Complete the following:
a – Translate this sentence from the article on the nature recovery green paper into Spanish: "It also proposes to create or restore more than 500,000 hectares of wildlife-rich habitat that at present is outside protected sites by 2042, as well as increasing England's tree canopy and woodland cover from 14.5 per cent to 17.5 per cent of total land area by 2050."
b – Answer these questions using the article on the nature recovery green paper:
(i) What share of land and sea does the government have international commitments to protect by 2030?
(ii) For which organization is Darren Rodwell the environment spokesperson?
(iii) Which two designations could overlap on some nature sites under the proposed system?
c – Write the next part of the article on the nature recovery green paper, picking up after its final sentence.

[Opening Excerpt section]

The Government’s nature recovery green paper could have some ramifications for planning and development, as local authorities ensure that environmental issues are at the heart of planning policy…
Nature Recovery Green Paper
The government’s nature recovery green paper could have an impact on planning and housing, as councils call for support in the planning process in protecting both green and blue spaces.
The green paper, published by the Department for Environment, Food & Rural Affairs and Natural England (DEFRA), suggests a number of proposals that will help the government meet its international commitments to protect 30% of land and sea by 2030.
In response to the paper, Darren Rodwell, environment spokesperson for the Local Government Association (LGA), said: “Ensuring that environmental protection is at the heart of planning policy is a priority for all local authorities.’’
The paper proposes a new system designed to help protect both Britain’s vulnerable sites and species and would see designations such as Special Areas of Conservation and Sites of Special Scientific Interest (SSSI) overlapping on some nature sites in a bid to increase protection.
It also proposes to create or restore more than 500,000 hectares of wildlife-rich habitat that at present is outside protected sites by 2042, as well as increasing England’s tree canopy and woodland cover from 14.5 per cent to 17.5 per cent of total land area by 2050.

[Closing Excerpt section]
[Opening Stored data section]

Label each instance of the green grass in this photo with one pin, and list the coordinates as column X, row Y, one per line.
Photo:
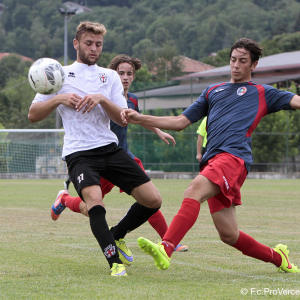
column 42, row 259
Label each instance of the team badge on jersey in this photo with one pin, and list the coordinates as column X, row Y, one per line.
column 241, row 91
column 103, row 77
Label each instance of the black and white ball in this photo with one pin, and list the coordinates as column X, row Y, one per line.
column 46, row 76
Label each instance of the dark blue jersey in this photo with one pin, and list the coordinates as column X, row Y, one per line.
column 233, row 111
column 121, row 132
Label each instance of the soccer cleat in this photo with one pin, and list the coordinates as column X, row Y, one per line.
column 157, row 251
column 118, row 270
column 57, row 208
column 125, row 253
column 181, row 248
column 286, row 266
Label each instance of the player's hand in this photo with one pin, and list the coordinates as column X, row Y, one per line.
column 123, row 118
column 131, row 115
column 70, row 100
column 166, row 137
column 199, row 157
column 88, row 103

[Closing Stored data section]

Answers per task:
a – También propone crear o restaurar, para 2042, más de 500.000 hectáreas de hábitat rico en vida silvestre que actualmente se encuentra fuera de los sitios protegidos, así como aumentar la cubierta arbórea y forestal de Inglaterra del 14,5 por ciento al 17,5 por ciento de la superficie terrestre total para 2050.

b –
(i) 30%
(ii) The Local Government Association (LGA)
(iii) Special Areas of Conservation and Sites of Special Scientific Interest (SSSI)

c –
In its response to the consultation, the Royal Town Planning Institute said it was concerned about the loss of the term “scientific interest” and considered that it should be very clear why sites are “protected” and what the aims for their maintenance and improvement are. It added: “SSSIs are not limited to sites of biological interest, and it is important that other aspects of scientific interest such as geology and geomorphology are not forgotten.’’ It also pointed out that there must be “careful discussion with the relevant other governments regarding how this works in shared settings such as the Severn and Tweed catchments. We doubt that Scotland or Wales will be moving away from the EU model.’’
Darren Rodwell, environment spokesperson for the Local Government Association (LGA), said that councils are “at the heart of driving positive change in their communities. The Environment Act 2021 and the targets set out will mean councils take on a new relationship and responsibility for the environment, and it’s crucial that they have the support and resources to protect our blue and green spaces effectively.’’
Addressing the issues of planning, he added: “Ensuring that environmental protection is at the heart of planning policy is a priority for all local authorities. There are no easy answers and solutions need to be tailored to each area. Government can help by working with councils to review housing targets, where this is appropriate, and the LGA and the Planning Advisory Service will work with councils to find solutions, and we support the additional funding for catchment areas.’’
He also stated that local development plans are the key to successful and sustainable growth and that there must also be a focus on improving water quality and reducing pollution at source.
He concluded that the LGA is “seeking a position within the Ministerial taskforce on this issue, to help the government deliver on a plan that works for all.”